(Point-annotation data)
^^^^^^^^

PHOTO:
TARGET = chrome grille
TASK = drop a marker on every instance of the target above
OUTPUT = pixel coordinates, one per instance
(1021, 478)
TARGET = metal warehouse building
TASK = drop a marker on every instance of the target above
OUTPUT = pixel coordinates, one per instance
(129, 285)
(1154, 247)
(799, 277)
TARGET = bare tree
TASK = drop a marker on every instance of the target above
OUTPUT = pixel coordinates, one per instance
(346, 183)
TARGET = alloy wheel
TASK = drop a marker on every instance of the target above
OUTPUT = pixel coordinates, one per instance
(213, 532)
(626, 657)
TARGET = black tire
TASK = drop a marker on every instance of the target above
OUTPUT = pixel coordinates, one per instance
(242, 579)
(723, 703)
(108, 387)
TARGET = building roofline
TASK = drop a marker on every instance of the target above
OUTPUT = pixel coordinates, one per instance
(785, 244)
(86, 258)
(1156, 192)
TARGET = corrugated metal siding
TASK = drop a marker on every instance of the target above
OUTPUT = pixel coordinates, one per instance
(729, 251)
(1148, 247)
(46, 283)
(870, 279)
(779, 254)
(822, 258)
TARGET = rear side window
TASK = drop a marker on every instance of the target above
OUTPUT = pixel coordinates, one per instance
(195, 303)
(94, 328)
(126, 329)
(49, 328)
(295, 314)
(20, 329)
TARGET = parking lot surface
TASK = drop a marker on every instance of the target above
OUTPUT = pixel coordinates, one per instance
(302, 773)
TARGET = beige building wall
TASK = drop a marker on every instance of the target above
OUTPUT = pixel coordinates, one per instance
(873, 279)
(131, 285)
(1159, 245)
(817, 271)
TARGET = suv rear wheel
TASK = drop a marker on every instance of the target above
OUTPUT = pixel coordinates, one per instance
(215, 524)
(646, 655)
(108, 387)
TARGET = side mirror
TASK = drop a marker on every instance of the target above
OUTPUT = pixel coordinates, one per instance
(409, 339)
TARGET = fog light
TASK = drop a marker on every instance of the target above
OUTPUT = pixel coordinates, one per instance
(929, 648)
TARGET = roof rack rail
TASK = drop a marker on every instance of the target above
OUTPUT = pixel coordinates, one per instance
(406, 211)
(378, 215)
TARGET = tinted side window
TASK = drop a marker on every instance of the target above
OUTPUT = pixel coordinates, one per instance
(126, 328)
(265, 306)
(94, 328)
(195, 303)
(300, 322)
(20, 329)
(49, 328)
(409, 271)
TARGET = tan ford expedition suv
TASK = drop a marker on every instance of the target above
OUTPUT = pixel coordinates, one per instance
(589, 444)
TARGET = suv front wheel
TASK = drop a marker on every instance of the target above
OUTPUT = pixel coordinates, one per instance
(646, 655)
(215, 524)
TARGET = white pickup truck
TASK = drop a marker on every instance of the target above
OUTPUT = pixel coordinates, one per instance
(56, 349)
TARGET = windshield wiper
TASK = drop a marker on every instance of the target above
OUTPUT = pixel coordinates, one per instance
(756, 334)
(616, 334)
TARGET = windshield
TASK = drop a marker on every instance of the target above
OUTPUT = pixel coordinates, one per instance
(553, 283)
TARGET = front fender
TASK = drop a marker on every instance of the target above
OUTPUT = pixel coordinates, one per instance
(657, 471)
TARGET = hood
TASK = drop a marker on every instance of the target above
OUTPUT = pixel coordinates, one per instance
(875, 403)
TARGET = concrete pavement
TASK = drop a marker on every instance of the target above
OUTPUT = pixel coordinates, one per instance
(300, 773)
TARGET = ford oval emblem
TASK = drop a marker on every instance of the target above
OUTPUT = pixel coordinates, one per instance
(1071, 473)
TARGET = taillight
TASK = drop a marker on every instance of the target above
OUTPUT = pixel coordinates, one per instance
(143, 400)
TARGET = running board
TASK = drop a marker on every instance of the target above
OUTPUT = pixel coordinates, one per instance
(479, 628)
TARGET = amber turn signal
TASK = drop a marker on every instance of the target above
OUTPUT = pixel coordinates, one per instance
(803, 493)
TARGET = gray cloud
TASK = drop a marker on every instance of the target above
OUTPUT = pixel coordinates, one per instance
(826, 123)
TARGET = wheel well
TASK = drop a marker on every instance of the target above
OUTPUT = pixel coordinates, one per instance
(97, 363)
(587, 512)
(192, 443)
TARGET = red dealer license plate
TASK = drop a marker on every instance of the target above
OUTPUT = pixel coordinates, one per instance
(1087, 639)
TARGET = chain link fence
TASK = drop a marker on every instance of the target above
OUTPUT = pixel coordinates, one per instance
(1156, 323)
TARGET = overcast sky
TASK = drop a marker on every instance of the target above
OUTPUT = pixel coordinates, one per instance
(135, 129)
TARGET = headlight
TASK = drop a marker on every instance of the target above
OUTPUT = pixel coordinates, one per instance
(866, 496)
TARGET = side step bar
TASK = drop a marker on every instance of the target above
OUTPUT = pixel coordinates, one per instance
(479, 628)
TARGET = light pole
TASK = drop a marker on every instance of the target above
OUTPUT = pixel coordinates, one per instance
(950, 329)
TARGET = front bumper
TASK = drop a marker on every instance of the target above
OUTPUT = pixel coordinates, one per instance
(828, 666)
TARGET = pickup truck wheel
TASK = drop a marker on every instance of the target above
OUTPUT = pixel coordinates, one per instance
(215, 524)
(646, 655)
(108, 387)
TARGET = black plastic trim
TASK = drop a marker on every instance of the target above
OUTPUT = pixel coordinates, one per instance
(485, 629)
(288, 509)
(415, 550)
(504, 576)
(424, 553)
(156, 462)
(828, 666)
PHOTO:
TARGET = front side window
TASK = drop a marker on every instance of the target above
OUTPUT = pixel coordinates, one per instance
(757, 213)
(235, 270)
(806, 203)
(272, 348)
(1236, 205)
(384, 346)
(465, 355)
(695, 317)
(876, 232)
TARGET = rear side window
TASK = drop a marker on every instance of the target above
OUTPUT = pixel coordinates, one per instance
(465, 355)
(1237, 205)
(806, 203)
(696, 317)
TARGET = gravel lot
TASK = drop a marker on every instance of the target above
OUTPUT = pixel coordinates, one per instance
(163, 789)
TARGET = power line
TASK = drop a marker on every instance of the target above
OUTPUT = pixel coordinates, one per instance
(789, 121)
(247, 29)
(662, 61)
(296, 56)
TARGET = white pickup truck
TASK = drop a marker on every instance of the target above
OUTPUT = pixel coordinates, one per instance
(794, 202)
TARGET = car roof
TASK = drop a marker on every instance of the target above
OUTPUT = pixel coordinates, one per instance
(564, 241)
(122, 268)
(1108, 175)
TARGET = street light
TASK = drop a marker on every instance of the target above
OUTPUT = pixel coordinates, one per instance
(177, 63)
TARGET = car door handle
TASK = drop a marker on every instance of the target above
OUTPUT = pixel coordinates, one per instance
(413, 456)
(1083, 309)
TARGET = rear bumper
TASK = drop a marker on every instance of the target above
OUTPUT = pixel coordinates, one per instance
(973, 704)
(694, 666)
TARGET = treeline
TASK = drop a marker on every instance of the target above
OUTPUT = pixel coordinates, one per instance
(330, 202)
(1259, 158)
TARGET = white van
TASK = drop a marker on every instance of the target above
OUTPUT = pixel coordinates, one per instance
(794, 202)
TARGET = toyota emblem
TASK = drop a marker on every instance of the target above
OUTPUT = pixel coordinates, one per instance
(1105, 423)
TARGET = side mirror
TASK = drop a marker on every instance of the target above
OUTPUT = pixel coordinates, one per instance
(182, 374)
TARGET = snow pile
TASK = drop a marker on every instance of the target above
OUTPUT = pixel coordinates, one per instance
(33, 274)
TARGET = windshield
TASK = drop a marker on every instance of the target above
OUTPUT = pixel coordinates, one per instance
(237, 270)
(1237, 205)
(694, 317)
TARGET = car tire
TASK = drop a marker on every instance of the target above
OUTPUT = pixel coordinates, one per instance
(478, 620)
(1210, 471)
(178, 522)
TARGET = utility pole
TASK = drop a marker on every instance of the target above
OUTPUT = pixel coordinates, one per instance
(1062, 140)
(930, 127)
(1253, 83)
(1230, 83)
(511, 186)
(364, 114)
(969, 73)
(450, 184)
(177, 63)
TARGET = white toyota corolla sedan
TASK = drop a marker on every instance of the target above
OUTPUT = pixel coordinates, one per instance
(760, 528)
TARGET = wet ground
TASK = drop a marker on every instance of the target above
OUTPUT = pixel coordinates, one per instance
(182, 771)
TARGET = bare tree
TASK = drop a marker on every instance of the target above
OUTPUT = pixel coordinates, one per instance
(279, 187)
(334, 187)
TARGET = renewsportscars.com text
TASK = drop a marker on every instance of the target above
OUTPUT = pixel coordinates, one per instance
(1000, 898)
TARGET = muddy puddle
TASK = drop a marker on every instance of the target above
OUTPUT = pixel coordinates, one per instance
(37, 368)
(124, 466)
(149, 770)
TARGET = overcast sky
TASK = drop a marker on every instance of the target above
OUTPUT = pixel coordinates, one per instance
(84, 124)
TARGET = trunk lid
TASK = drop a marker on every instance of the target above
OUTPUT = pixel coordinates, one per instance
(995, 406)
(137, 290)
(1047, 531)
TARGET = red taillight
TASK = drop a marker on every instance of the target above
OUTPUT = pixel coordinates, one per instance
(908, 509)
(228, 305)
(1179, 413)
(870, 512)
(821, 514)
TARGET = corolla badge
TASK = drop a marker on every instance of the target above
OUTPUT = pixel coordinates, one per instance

^^^^^^^^

**DO THIS**
Return unchanged the rows from the line with "TARGET = red taillight" up to and including the last line of the rows.

**FULL OUTPUT**
TARGET = red taillight
TASK = drop a marker on every instance of the target above
OUTPUT = pixel coordinates, one per instance
(908, 509)
(228, 305)
(1179, 413)
(870, 512)
(821, 514)
TARGET = corolla badge
TASK = drop a marker on every instance of the target above
OUTPUT = pixel coordinates, one per instance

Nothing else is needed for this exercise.